(EXTRACT TO READ)
━━━━━━━━━━━━━━━━

To specify the amount of memory you require, use syntax --gres=min-vram:NNg, where NN is the amount of VRAM needed.

As with any GPU request, you’ll need to specify the amount of GPUs you want with --gpus=N as well.

For example, specifying --gpus=1 and --gres=min-vram:40g would give you a single GPU with at least 40GB of memory.

See the available GPUs reference for more information on available GPUs.

Choosing a GPU based on CUDA compute capability

Different GPUs have different chip architectures that support different levels of CUDA compute capability. CUDA compute capability represents various different hardware features that the GPU chips are capable of implementing (bfloat16 support, lower precision floating point arithmetic etc.).

Sometimes codes and libraries require GPUs that support some minimum level of CUDA compute capability. In these cases you’ll want to choose GPUs based on their compute capability.

To specify the minimum compute capability, use syntax --gres=min-cuda-cc:CC, where CC is the compute capability as a number (so compute capability 3.5 would be 35 and compute capability 8.0 would be 80).

As with any GPU request, you’ll need to specify the amount of GPUs you want with --gpus=N as well.

For example, specifying --gpus=1 and --gres=min-cuda-cc:80 would give you a single GPU with minimum compute capabilty support of 8.0.

Only one --gres option can be given, so combine them with a comma like --gres=min-vram:40g,min-cuda-cc:80.

See the available GPUs reference for more information on available GPUs.

Reserving a GPU from the debug queue

There is a gpu-debug-partition that you can use to run short jobs (30 minutes or less) for quick tests and debugging. Use --partition=gpu-debug to ask for a GPU from this partition.

Running an example program that utilizes GPU

The scripts you need for the following exercises can be found in our hpc-examples, which we discussed in Using the cluster from a command line (section Copy your code to the cluster). You can clone the repository by running git clone https://github.com/AaltoSciComp/hpc-examples.git. Doing this creates you a local copy of the repository in your current working directory. This repository will be used for most of the tutorial exercises.

For this example, let’s consider pi-gpu.cu in the slurm-folder. It estimates pi with Monte Carlo methods and can utilize a GPU for calculating the trials.

The script is in the slurm-folder. This example is written in C++ and CUDA. Thus it needs to be compiled before it can be run.

━━━━━━━━━━━━━━━━

[Pointing and labeling entries]
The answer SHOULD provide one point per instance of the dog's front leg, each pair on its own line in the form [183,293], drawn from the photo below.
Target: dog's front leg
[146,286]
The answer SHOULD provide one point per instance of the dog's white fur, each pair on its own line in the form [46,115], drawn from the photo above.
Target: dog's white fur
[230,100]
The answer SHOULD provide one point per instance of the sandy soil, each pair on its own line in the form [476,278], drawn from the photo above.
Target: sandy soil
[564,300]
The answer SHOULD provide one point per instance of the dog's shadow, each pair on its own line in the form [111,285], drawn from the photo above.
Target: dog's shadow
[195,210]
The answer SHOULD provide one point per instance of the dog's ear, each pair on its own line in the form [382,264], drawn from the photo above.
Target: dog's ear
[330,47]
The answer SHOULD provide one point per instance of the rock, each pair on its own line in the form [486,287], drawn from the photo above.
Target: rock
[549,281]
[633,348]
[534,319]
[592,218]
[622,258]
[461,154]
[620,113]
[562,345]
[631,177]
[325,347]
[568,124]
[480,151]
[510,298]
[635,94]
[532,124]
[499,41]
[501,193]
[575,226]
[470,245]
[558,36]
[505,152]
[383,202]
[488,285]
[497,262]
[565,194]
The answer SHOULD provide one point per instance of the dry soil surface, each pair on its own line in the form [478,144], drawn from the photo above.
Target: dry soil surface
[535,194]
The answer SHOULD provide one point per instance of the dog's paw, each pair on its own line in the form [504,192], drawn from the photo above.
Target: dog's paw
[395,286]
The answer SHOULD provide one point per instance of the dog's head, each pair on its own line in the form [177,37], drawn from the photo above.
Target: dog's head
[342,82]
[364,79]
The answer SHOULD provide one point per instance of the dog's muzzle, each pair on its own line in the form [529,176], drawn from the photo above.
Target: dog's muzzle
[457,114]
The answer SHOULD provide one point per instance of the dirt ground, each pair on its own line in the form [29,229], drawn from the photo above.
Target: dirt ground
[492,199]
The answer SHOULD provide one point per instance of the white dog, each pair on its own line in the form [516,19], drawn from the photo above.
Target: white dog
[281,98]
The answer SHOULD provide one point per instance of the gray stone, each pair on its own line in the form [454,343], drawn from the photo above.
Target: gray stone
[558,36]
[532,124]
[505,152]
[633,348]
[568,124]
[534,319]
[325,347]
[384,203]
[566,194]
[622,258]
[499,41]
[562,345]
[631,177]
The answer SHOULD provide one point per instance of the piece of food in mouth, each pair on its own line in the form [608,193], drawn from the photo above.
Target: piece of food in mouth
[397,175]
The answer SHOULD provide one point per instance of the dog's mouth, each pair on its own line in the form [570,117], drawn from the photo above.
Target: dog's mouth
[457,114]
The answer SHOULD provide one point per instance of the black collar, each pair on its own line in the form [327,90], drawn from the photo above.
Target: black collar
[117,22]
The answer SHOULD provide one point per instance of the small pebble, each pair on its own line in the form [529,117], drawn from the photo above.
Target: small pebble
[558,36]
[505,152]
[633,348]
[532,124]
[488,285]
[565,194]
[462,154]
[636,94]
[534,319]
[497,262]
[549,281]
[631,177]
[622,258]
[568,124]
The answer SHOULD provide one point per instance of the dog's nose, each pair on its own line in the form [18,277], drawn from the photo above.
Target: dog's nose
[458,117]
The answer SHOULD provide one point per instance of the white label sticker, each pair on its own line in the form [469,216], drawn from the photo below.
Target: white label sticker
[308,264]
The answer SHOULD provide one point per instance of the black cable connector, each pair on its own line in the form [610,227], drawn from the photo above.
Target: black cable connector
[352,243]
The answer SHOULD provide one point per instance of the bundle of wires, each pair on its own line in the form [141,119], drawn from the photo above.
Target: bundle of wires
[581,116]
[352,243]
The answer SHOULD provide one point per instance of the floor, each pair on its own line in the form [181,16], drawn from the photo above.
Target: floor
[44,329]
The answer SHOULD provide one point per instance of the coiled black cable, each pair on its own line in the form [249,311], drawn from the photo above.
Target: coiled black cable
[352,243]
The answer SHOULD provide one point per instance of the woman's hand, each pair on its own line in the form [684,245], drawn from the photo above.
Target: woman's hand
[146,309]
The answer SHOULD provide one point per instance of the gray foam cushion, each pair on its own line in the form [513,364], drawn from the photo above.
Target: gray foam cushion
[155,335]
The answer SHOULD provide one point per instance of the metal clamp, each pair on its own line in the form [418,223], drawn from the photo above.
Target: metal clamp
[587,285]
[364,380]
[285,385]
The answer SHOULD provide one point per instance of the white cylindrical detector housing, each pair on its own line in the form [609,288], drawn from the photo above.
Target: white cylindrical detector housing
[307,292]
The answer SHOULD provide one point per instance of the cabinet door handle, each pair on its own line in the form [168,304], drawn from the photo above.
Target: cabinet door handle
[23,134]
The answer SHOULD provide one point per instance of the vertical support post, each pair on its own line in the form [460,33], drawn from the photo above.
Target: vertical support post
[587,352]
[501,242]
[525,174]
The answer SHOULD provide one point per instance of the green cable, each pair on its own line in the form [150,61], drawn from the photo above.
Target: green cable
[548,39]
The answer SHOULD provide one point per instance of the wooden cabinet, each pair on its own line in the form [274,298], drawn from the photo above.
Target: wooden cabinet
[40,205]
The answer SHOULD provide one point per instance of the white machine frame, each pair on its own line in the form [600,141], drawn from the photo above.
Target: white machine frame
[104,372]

━━━━━━━━━━━━━━━━

(OBJECTIVE)
Write out the stretch of the GPU-request text from "For example, specifying --gpus=1 and --gres=min-cuda-cc:80" through "comma like --gres=min-vram:40g,min-cuda-cc:80." again, swapping "single GPU" for "lone GPU".

(WORKED ANSWER)
For example, specifying --gpus=1 and --gres=min-cuda-cc:80 would give you a lone GPU with minimum compute capabilty support of 8.0.

Only one --gres option can be given, so combine them with a comma like --gres=min-vram:40g,min-cuda-cc:80.